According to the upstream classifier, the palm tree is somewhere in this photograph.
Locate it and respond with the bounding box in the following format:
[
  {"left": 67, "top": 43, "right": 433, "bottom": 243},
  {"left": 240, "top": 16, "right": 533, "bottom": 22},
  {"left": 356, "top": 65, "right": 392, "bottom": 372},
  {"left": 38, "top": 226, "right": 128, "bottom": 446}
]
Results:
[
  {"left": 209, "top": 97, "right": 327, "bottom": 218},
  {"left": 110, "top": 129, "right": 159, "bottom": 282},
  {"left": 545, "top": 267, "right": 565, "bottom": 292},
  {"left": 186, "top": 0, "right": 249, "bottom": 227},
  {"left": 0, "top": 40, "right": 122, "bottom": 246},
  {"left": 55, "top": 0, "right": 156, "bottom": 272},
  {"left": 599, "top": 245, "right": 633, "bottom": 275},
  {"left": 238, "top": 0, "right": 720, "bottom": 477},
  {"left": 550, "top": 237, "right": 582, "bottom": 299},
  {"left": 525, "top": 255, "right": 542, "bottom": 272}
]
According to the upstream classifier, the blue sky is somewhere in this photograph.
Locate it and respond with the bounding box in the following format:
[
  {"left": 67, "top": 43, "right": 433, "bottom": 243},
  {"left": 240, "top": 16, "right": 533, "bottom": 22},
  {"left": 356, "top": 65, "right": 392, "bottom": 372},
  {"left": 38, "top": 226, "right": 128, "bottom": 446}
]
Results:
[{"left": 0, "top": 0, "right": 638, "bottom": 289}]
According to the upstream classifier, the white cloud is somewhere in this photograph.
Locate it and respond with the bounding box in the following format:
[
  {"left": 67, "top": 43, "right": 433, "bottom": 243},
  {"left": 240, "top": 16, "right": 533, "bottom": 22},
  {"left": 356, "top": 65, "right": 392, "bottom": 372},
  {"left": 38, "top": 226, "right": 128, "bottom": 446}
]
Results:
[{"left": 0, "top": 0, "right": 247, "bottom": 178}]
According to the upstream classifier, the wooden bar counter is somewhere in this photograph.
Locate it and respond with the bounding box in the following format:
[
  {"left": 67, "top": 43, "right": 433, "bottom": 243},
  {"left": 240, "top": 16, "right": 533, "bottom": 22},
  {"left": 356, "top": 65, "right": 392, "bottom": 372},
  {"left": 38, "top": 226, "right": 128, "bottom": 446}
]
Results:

※ ※ ※

◆ **To be done**:
Reproduce all of the records above, switching every occurrence of "upstream classifier" to "upstream detector" and leaving everything else unchanged.

◆ **Reply to the exercise**:
According to the upstream detector, the palm tree is somewhere in this photograph.
Locate it and respond with the bounding box in the following format:
[
  {"left": 67, "top": 43, "right": 433, "bottom": 243},
  {"left": 240, "top": 16, "right": 533, "bottom": 22},
  {"left": 356, "top": 65, "right": 392, "bottom": 372},
  {"left": 38, "top": 226, "right": 128, "bottom": 446}
]
Results:
[
  {"left": 209, "top": 97, "right": 327, "bottom": 218},
  {"left": 110, "top": 129, "right": 159, "bottom": 282},
  {"left": 545, "top": 267, "right": 565, "bottom": 292},
  {"left": 186, "top": 0, "right": 249, "bottom": 227},
  {"left": 0, "top": 40, "right": 122, "bottom": 246},
  {"left": 55, "top": 0, "right": 156, "bottom": 272},
  {"left": 599, "top": 245, "right": 633, "bottom": 275},
  {"left": 238, "top": 0, "right": 720, "bottom": 477},
  {"left": 550, "top": 237, "right": 582, "bottom": 299},
  {"left": 525, "top": 255, "right": 542, "bottom": 272}
]
According to the upstream detector, the blue sky is somewhere in this photograph.
Locate it and respond with the bounding box in the following format:
[
  {"left": 67, "top": 43, "right": 433, "bottom": 243},
  {"left": 240, "top": 16, "right": 533, "bottom": 22},
  {"left": 356, "top": 65, "right": 392, "bottom": 372},
  {"left": 38, "top": 226, "right": 128, "bottom": 446}
]
Results:
[{"left": 0, "top": 0, "right": 638, "bottom": 289}]
According to the upstream detector, the white cloud is somewhere in this photograph.
Locate it and respond with the bounding box in the following format:
[
  {"left": 67, "top": 43, "right": 433, "bottom": 243},
  {"left": 240, "top": 16, "right": 533, "bottom": 22},
  {"left": 356, "top": 65, "right": 392, "bottom": 372},
  {"left": 38, "top": 226, "right": 128, "bottom": 446}
]
Results:
[{"left": 0, "top": 0, "right": 247, "bottom": 178}]
According to the upstream detector, the wooden bar counter is somewhere in this photograph.
Locate it and respond with the bounding box in the following format:
[
  {"left": 67, "top": 43, "right": 433, "bottom": 243},
  {"left": 240, "top": 16, "right": 533, "bottom": 22},
  {"left": 356, "top": 65, "right": 392, "bottom": 372},
  {"left": 38, "top": 226, "right": 128, "bottom": 446}
]
Results:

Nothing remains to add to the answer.